Send back the records exactly as written, with no images.

......

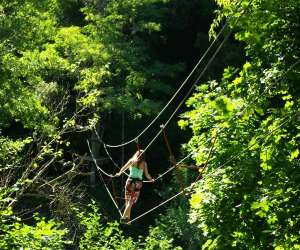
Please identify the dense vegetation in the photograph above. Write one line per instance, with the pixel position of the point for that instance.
(67, 67)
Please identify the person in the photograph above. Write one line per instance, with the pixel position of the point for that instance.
(138, 167)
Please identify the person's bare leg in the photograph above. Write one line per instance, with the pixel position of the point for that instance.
(127, 211)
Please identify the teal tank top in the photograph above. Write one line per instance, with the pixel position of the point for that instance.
(136, 173)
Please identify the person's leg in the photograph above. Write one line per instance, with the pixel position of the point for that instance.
(130, 186)
(127, 211)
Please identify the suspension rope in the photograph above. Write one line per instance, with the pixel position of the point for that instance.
(174, 95)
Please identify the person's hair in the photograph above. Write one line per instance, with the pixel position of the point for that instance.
(138, 157)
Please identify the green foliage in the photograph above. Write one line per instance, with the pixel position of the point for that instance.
(247, 199)
(14, 234)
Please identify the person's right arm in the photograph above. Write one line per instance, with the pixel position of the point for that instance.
(125, 167)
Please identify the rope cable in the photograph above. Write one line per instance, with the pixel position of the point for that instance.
(190, 186)
(174, 95)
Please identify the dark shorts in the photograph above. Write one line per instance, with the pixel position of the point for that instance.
(132, 190)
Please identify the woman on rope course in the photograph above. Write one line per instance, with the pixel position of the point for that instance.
(137, 166)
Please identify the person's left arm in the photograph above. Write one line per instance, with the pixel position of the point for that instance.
(148, 176)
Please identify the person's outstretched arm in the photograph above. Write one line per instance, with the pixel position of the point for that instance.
(148, 176)
(125, 167)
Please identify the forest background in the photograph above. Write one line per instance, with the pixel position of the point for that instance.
(71, 68)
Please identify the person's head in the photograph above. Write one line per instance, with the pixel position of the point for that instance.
(139, 156)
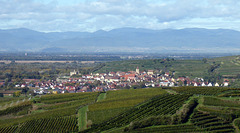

......

• Answer to this problem:
Please identify the dense vegetation in the photograph above. Write one line per instance, with the pixel position of the point for that instance.
(67, 67)
Please identify the person in the photograph above. Write one line per instance, with the pixel position of the point for that instance.
(138, 167)
Please identify the person's bare leg in the photograph above. Write one line per instance, with the pixel position of the point for that instance.
(127, 211)
Please identify the teal tank top in the photograph above. Write one line per instance, with the pixel position of the point for that instance.
(136, 173)
Please identify the person's leg in the photograph above. Write one line per instance, with the pixel position of the point for that instance.
(130, 186)
(127, 211)
Please identify the suspension rope in the photograph above. Write one line per instance, with the pixel position of the point for that instance.
(174, 95)
Please identify the person's hair in the photograph above. Write one line per instance, with the pixel position of the point for that instance.
(138, 157)
Please identify the green foliage in the photograph above. Write one line per instance, with the pixel position of the point for that instance.
(247, 199)
(14, 234)
Please identify the person's right arm in the photograph above. Write one line per instance, with the pixel position of the point for that instance.
(125, 167)
Please identify the rope cable in the photograph above. Write one line per instance, with the pixel position of the point for that instance.
(190, 186)
(174, 95)
Please identify the dark shorts in the photograph above. Write one line per instance, with the pixel position of the point for that instance.
(132, 190)
Please identify the woman on rope course in the photograph above. Write one line per instance, with the pixel position of the point for that instance.
(137, 166)
Please identify the person's left arm in the photograph above. Write one line per instance, with the pixel position of the point for that instance.
(148, 176)
Please identify the person's outstretched arm in the photograph above. Write one line per instance, with the pixel position of the point for that instance.
(148, 176)
(125, 167)
Please identify the forest background in the photograph above. Write one line per instance, with the pixel position of the point for that instance.
(71, 68)
Please identify the person's head in the photograph above. Write one line per instance, with the pixel position of the point for that instance.
(139, 156)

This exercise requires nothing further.